(Stated exercise 1): Extract the whole passage about the school, word for word.
(Stated exercise 2): Put lines from the records into a JSON list of strings, one string per line, with blank lines left out. Begin at the line in the records that has "In the photo above, where can the pencil" and stop after the line that has "point(536, 28)", and give only those lines.

(Excerpted passage):

There were three rooms in the school building: a large entry, the classroom and a room where supplies were kept. There was a stove. The teacher stoked it; she was janitor and wood-bring-in-ner. The school children were all little. I can’t remember any older than I, and I was nine. I recall these children: Edna and Rena Pidduck, Arthur Scott, a boy whose last name was Hilt, my sister Ollie. There must have been others, but I do not remember them.


East Seattle School students, 1899
(courtesy of MIHS)

Mrs. Tousely says she did not attend the year I did, but attended the following year, the year I enrolled in the Pacific School on 12th and East Jefferson in Seattle, where Charles Fagan was principal. To determine in which grade to place me, he asked me what was eight times eight. I said 64 and was put into Mrs. Leslie’s fourth grade class. I was in that grade in Wisconsin again in East Seattle, and because I was home sick with measles when report cards were issued in May, and did not get one, when I entered Rainier School that next September, I had nothing to show – fourth grade again for me. Upstairs Goodspeed, teacher. Ollie had Downstairs Goodspeed. The teachers were sisters. Lucy was first grade; Mrs. Waughop, her teacher.

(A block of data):
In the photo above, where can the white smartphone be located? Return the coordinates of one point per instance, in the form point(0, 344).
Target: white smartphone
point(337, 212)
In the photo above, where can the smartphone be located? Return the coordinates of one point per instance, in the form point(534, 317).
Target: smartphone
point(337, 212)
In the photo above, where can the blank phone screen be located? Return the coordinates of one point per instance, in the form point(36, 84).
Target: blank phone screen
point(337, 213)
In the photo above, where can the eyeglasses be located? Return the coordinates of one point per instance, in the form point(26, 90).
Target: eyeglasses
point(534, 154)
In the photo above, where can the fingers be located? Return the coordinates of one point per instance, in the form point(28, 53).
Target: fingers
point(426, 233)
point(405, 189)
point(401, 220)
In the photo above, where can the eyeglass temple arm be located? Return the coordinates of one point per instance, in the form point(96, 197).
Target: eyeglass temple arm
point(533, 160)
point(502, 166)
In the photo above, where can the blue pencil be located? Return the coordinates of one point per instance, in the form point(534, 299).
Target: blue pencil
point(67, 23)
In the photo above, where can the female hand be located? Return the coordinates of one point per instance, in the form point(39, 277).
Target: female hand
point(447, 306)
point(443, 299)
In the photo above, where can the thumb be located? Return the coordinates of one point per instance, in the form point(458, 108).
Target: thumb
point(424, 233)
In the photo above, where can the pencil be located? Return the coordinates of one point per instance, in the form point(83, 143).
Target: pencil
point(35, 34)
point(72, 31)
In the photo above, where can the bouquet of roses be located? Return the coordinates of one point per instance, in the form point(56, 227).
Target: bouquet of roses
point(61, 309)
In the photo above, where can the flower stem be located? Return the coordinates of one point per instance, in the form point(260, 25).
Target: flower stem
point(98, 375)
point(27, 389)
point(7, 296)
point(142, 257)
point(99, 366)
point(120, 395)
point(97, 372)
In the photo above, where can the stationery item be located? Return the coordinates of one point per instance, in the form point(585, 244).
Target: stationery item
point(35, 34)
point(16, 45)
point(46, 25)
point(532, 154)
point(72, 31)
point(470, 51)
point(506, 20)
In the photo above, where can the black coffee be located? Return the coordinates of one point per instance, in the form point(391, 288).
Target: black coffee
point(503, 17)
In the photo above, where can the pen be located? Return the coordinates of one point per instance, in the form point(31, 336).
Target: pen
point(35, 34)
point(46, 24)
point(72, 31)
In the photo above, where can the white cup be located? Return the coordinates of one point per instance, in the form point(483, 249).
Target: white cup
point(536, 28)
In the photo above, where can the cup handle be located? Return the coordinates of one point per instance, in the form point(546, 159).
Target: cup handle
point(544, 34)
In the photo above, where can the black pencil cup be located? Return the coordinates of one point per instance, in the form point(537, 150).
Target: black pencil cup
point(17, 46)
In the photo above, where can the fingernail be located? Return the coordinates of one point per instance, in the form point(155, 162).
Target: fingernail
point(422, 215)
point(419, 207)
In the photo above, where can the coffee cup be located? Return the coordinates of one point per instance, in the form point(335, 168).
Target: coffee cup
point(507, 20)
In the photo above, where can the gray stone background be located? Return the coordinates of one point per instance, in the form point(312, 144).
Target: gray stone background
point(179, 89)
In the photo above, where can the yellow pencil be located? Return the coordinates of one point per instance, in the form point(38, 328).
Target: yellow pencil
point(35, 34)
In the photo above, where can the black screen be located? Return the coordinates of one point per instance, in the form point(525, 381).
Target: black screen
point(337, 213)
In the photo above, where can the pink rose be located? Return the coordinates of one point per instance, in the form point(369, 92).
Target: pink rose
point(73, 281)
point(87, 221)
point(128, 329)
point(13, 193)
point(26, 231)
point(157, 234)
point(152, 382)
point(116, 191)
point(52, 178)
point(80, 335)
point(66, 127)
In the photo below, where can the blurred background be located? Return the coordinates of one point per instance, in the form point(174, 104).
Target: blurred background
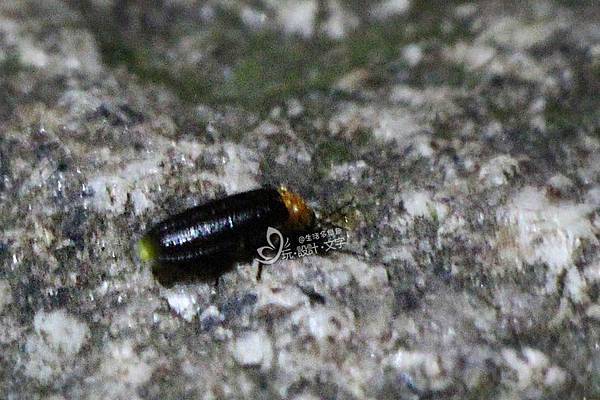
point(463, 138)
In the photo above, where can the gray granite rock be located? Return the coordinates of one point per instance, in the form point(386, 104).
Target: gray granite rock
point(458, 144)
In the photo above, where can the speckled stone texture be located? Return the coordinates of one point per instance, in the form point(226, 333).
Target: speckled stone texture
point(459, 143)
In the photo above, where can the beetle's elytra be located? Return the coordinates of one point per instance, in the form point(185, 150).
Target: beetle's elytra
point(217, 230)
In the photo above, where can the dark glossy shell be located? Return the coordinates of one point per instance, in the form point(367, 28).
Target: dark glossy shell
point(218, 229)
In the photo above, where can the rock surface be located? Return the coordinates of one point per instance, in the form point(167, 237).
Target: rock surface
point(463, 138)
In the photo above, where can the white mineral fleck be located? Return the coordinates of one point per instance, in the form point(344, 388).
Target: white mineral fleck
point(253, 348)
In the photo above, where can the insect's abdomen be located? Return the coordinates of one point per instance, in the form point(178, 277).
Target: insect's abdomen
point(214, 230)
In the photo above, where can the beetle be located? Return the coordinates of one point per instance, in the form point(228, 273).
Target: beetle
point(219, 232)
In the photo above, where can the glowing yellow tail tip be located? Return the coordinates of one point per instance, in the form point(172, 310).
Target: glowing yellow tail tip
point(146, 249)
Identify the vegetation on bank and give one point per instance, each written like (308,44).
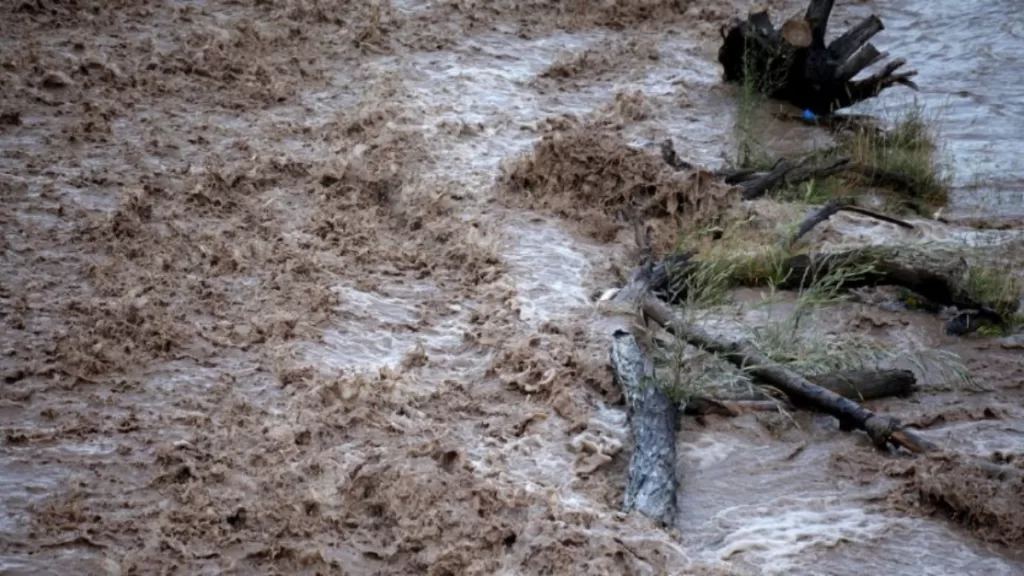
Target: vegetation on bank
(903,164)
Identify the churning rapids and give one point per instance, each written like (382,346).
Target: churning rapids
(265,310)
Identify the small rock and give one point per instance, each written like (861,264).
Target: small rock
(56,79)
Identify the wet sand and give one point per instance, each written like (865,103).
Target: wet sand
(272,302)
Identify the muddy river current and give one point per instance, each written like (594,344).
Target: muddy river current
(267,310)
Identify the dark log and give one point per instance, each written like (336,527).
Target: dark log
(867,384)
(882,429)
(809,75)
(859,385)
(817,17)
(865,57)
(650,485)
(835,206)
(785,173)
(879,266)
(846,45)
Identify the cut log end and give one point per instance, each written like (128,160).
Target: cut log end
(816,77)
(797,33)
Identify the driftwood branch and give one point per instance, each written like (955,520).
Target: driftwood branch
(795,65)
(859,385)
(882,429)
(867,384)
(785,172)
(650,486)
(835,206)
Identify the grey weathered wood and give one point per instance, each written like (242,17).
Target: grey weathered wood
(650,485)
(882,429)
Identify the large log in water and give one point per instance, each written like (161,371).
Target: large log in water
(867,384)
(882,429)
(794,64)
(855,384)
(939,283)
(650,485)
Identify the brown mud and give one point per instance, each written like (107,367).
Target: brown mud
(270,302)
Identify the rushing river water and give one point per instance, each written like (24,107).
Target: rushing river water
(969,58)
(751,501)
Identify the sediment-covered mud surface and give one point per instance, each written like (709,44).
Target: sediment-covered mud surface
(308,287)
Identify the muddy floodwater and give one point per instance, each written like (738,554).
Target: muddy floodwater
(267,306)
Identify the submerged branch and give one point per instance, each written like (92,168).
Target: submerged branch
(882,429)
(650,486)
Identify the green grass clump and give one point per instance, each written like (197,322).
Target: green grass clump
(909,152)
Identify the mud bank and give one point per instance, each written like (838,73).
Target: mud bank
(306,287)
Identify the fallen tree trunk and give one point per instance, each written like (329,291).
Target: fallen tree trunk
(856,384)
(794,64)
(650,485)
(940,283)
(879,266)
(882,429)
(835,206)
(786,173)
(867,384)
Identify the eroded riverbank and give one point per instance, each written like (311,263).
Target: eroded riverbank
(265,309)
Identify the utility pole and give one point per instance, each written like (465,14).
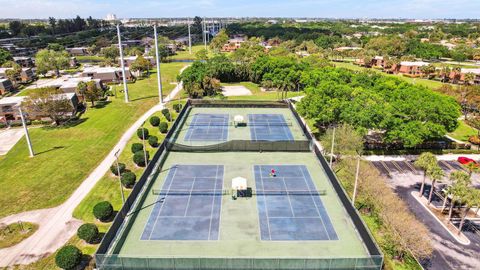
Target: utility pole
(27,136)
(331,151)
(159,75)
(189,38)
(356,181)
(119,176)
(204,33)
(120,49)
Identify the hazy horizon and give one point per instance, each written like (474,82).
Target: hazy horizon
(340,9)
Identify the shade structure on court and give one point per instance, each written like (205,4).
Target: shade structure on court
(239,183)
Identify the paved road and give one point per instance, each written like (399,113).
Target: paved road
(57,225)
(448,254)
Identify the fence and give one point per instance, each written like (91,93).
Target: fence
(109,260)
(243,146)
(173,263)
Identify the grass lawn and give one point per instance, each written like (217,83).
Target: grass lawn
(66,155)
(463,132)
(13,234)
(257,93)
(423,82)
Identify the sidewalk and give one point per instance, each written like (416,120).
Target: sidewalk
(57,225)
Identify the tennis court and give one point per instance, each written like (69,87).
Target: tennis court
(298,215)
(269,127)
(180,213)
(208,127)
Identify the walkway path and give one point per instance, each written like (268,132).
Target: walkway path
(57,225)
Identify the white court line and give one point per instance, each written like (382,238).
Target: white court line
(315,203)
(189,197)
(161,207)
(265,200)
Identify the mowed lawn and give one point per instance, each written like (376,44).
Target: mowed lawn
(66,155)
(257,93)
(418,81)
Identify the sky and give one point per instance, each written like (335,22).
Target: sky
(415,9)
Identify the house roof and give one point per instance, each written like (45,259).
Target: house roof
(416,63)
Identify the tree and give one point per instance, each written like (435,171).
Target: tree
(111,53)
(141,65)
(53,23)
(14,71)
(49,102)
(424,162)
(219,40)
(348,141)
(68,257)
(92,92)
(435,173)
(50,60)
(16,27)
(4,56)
==
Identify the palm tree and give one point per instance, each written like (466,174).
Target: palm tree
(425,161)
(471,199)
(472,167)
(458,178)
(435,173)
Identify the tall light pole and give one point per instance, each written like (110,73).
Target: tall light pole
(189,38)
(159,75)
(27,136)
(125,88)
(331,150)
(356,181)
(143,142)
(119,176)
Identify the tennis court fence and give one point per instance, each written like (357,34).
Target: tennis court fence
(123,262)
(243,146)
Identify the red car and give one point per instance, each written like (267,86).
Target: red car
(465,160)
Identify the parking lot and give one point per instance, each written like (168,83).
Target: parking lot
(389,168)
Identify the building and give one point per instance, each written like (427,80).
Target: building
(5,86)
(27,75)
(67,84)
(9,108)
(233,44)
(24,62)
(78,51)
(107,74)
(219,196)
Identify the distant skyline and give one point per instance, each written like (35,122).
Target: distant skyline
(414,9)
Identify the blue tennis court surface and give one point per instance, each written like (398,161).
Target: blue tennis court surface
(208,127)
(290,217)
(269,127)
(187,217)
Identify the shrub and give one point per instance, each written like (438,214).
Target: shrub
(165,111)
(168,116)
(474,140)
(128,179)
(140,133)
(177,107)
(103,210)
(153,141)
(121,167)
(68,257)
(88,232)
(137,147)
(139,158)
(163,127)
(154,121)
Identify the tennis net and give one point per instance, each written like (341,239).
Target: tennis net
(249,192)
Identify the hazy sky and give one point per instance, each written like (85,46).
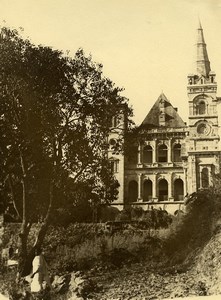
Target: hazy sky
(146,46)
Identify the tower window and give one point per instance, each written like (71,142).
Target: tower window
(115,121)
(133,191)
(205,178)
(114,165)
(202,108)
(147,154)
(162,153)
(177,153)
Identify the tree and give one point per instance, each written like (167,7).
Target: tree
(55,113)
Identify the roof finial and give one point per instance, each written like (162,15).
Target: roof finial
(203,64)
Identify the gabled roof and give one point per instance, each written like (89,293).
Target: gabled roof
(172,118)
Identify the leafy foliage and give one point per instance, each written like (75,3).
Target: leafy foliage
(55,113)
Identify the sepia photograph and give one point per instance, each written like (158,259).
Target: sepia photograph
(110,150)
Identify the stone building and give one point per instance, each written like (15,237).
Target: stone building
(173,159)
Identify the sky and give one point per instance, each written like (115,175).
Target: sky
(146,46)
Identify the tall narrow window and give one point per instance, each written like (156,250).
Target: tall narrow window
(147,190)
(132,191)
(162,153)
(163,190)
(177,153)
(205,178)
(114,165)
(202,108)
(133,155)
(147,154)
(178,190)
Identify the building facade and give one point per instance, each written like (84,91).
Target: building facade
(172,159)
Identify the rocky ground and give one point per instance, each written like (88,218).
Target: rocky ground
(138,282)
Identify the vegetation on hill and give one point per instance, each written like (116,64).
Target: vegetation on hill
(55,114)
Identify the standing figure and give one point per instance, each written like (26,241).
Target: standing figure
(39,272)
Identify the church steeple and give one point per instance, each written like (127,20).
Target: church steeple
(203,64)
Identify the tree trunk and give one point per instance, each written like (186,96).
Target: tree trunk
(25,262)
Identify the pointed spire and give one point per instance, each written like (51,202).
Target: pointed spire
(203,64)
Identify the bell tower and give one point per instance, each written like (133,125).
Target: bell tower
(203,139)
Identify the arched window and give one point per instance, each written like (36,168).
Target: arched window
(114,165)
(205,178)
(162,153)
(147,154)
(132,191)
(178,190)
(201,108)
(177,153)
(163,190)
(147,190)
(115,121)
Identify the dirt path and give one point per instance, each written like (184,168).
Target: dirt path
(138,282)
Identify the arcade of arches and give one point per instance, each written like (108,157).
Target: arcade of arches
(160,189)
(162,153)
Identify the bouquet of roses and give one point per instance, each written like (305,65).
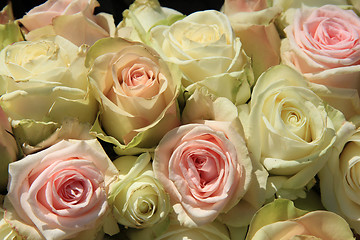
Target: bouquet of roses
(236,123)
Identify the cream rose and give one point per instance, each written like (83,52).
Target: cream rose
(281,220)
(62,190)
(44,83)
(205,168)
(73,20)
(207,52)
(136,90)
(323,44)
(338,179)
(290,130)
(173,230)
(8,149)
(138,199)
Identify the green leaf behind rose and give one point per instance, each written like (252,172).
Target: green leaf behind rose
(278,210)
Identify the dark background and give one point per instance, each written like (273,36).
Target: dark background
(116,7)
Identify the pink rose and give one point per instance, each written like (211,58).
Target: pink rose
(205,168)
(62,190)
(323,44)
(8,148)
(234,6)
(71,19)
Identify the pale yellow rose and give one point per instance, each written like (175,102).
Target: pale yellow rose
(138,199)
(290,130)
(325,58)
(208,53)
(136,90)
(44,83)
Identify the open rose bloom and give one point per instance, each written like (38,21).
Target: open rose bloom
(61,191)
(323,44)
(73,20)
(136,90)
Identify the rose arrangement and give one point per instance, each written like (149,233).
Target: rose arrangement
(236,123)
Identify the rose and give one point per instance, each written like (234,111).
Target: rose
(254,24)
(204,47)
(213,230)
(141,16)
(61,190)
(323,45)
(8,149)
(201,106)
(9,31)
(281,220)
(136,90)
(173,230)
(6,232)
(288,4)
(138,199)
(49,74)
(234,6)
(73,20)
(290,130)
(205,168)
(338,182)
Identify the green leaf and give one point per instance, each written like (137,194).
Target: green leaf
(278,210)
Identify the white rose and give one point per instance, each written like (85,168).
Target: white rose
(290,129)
==
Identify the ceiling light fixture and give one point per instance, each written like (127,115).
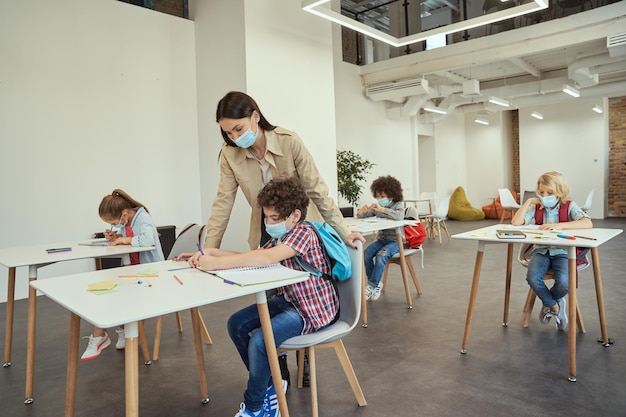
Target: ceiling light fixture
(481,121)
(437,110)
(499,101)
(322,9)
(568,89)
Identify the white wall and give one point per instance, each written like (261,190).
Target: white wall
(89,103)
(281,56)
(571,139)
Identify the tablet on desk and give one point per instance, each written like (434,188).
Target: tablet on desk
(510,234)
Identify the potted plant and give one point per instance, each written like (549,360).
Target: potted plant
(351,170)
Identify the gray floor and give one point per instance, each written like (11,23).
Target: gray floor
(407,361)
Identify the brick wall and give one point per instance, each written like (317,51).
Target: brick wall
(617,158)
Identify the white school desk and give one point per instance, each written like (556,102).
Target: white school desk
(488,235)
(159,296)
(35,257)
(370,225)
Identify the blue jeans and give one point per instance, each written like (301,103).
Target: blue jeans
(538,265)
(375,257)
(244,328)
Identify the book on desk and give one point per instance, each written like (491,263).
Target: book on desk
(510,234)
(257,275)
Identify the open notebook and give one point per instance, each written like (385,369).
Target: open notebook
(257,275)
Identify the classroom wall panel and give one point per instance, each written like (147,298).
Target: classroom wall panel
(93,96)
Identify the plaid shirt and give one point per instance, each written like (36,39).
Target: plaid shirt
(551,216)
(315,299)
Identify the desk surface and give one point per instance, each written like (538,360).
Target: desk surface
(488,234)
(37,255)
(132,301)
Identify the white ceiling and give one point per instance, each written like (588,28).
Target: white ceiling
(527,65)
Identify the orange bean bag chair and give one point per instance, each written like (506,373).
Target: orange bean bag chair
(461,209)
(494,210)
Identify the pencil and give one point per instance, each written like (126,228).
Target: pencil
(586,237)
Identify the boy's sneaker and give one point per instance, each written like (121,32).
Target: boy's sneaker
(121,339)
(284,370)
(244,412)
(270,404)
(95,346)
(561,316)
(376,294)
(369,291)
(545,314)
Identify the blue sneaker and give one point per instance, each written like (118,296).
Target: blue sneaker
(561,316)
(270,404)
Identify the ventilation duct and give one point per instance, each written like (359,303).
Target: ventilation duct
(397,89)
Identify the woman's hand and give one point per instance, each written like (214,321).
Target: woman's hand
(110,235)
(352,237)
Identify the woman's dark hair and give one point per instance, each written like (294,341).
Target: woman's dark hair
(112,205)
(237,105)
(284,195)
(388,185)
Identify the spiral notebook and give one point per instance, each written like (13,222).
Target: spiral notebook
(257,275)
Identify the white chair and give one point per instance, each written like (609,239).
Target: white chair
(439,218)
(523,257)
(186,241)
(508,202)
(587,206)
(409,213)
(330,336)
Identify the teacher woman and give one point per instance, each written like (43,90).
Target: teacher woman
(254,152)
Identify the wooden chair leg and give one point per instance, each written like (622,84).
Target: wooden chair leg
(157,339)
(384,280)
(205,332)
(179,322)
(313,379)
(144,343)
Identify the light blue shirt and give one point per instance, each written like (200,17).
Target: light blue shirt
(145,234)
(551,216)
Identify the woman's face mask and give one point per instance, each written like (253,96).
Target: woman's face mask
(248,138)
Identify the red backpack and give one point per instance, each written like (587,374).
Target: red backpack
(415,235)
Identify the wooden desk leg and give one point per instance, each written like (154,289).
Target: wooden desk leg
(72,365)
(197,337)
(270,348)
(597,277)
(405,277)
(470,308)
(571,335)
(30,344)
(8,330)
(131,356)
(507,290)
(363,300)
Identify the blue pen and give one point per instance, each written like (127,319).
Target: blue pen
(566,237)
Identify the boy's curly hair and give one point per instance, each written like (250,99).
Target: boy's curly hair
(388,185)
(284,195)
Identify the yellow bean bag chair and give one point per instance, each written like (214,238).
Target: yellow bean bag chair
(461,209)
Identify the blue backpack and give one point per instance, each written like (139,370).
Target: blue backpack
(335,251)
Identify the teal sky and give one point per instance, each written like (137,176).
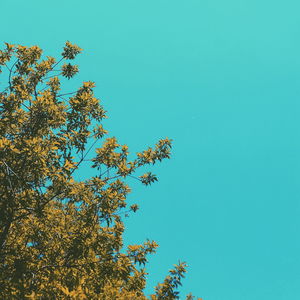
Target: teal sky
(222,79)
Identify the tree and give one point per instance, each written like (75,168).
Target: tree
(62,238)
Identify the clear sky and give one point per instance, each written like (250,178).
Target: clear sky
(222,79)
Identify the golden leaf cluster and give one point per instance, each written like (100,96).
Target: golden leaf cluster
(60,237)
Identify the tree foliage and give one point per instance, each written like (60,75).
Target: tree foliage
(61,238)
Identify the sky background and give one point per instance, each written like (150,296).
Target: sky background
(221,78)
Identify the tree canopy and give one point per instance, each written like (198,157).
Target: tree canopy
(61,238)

(Task result 1):
There were three rooms in the school building: a large entry, the classroom and a room where supplies were kept. There was a stove. The teacher stoked it; she was janitor and wood-bring-in-ner. The school children were all little. I can’t remember any older than I, and I was nine. I recall these children: Edna and Rena Pidduck, Arthur Scott, a boy whose last name was Hilt, my sister Ollie. There must have been others, but I do not remember them.


East Seattle School students, 1899
(courtesy of MIHS)

Mrs. Tousely says she did not attend the year I did, but attended the following year, the year I enrolled in the Pacific School on 12th and East Jefferson in Seattle, where Charles Fagan was principal. To determine in which grade to place me, he asked me what was eight times eight. I said 64 and was put into Mrs. Leslie’s fourth grade class. I was in that grade in Wisconsin again in East Seattle, and because I was home sick with measles when report cards were issued in May, and did not get one, when I entered Rainier School that next September, I had nothing to show – fourth grade again for me. Upstairs Goodspeed, teacher. Ollie had Downstairs Goodspeed. The teachers were sisters. Lucy was first grade; Mrs. Waughop, her teacher.

(Task result 2):
[
  "In the photo above, where can the pencil be located? Return the coordinates of one point per instance, in the form point(83, 143).",
  "Target: pencil",
  "point(35, 34)",
  "point(72, 31)",
  "In the photo above, where can the bouquet of roses be located? Return the coordinates of one point per instance, in the form point(56, 227).",
  "Target: bouquet of roses",
  "point(61, 309)",
  "In the photo above, where can the flower stem be located? Return the coordinates of one point per instance, in the form point(260, 25).",
  "Target: flower stem",
  "point(98, 375)",
  "point(27, 389)",
  "point(7, 296)",
  "point(142, 257)",
  "point(99, 366)",
  "point(120, 395)",
  "point(97, 372)",
  "In the photo above, where can the stationery item be located? Return the coordinates of one point per instance, in the form point(585, 244).",
  "Target: stationery item",
  "point(35, 34)",
  "point(16, 45)",
  "point(46, 25)",
  "point(532, 154)",
  "point(72, 31)",
  "point(470, 51)",
  "point(506, 20)",
  "In the photo above, where can the black coffee be located? Return the coordinates of one point per instance, in the form point(391, 288).",
  "Target: black coffee",
  "point(503, 17)",
  "In the photo above, where can the pen be located? Return the coordinates of one point per instance, in the form point(31, 336).",
  "Target: pen",
  "point(35, 34)",
  "point(46, 24)",
  "point(72, 31)",
  "In the photo above, where can the white cup be located? Return the coordinates of one point per instance, in the form point(483, 249).",
  "Target: white cup",
  "point(536, 28)"
]